Work order:
In the records below, find the line containing "raised hand and produce a box around each.". Output it and every line after it to the end, unchanged, with no pictures.

___ Data section ___

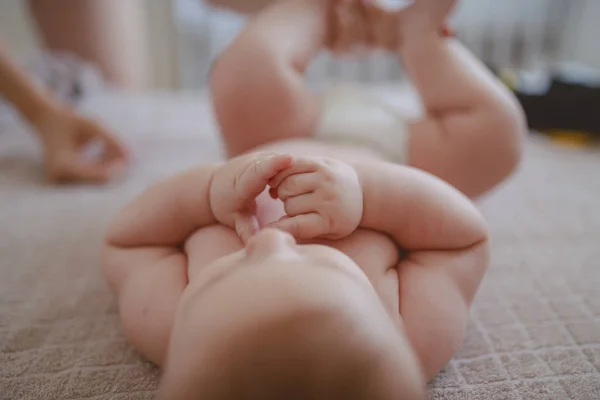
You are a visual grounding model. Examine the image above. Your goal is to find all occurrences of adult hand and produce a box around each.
[36,107,130,184]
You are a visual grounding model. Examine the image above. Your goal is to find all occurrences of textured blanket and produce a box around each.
[0,92,599,399]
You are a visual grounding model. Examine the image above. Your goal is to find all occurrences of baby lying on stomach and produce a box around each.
[102,0,525,398]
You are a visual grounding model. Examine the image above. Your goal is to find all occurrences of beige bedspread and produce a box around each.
[1,92,599,399]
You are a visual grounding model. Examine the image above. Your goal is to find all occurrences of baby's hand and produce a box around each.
[328,0,402,53]
[267,157,363,240]
[327,0,456,54]
[210,152,294,243]
[326,0,370,54]
[397,0,457,36]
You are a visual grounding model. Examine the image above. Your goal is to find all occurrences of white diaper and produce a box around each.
[314,84,409,164]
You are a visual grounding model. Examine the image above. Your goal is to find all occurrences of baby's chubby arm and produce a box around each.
[269,155,488,254]
[356,161,489,380]
[105,153,294,286]
[102,164,220,365]
[103,154,293,365]
[357,161,488,253]
[268,156,487,378]
[106,165,219,251]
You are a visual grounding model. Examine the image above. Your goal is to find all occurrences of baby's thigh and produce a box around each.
[185,224,244,280]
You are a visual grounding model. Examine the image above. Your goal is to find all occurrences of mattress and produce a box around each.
[0,91,599,399]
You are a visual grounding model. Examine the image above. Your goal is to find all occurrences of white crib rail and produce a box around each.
[455,0,569,70]
[174,0,570,89]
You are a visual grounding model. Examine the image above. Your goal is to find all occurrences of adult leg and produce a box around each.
[28,0,148,89]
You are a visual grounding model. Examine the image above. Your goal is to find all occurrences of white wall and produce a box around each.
[0,0,177,90]
[0,1,39,58]
[2,0,599,90]
[145,0,179,89]
[561,0,600,68]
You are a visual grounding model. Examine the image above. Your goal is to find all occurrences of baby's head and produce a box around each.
[158,229,426,400]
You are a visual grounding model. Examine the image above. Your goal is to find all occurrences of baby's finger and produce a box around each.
[283,193,316,217]
[269,157,320,189]
[269,187,279,199]
[324,0,338,49]
[234,213,260,244]
[350,1,370,48]
[363,1,398,50]
[382,11,401,50]
[276,173,318,201]
[237,153,293,200]
[268,213,325,240]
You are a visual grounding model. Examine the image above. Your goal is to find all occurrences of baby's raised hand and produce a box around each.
[397,0,457,36]
[210,152,293,243]
[267,157,363,240]
[326,0,370,54]
[327,0,400,53]
[327,0,456,54]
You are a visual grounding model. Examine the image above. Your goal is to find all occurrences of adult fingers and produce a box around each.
[51,156,123,184]
[83,120,130,162]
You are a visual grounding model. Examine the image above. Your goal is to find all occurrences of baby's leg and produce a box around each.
[400,1,527,198]
[210,0,327,157]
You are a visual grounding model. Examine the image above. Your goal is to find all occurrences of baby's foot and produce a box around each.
[397,0,457,37]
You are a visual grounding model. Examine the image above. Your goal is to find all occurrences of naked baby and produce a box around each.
[102,0,526,398]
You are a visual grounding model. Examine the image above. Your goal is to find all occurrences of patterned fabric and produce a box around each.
[0,91,599,399]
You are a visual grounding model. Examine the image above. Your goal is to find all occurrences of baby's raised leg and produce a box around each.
[211,0,328,157]
[399,0,527,197]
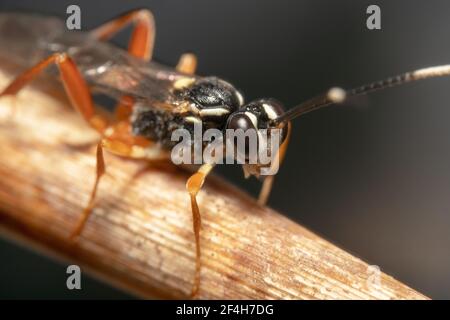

___

Solution:
You are a visual grounding model. Examine the image above. Your goal is to find all occurrences of baby's raised hand and produce a box around each.
[397,0,457,36]
[210,152,293,243]
[267,157,363,240]
[326,0,370,54]
[327,0,400,53]
[327,0,456,54]
You are a visual grounding model. Examine the image above. Your goal is to find all occurrences of adult fingers and produce a box around each.
[51,156,123,184]
[83,120,130,162]
You are a visual grounding model. Examine the image above. Your goal is to find all occurrences of baby's leg and produce a box around each.
[400,1,527,198]
[210,0,327,157]
You are a visual grounding model. Examine the image above. Your goal is to find all occurrences of baby's foot and produce a box around each.
[397,0,457,37]
You are a visual grounding model. Examine the image above. Your goal is to find all occurrences of naked baby and produce a box around each.
[102,0,526,398]
You are a visual grounding model. Examine the image above. Your goal is to find all occurrences of patterned fabric and produce a box around each.
[0,91,599,399]
You are a visual grounding model. Examine the image above. Your goal is to find all occurrences of baby's raised leg and produce a box around each.
[211,0,328,157]
[399,0,527,197]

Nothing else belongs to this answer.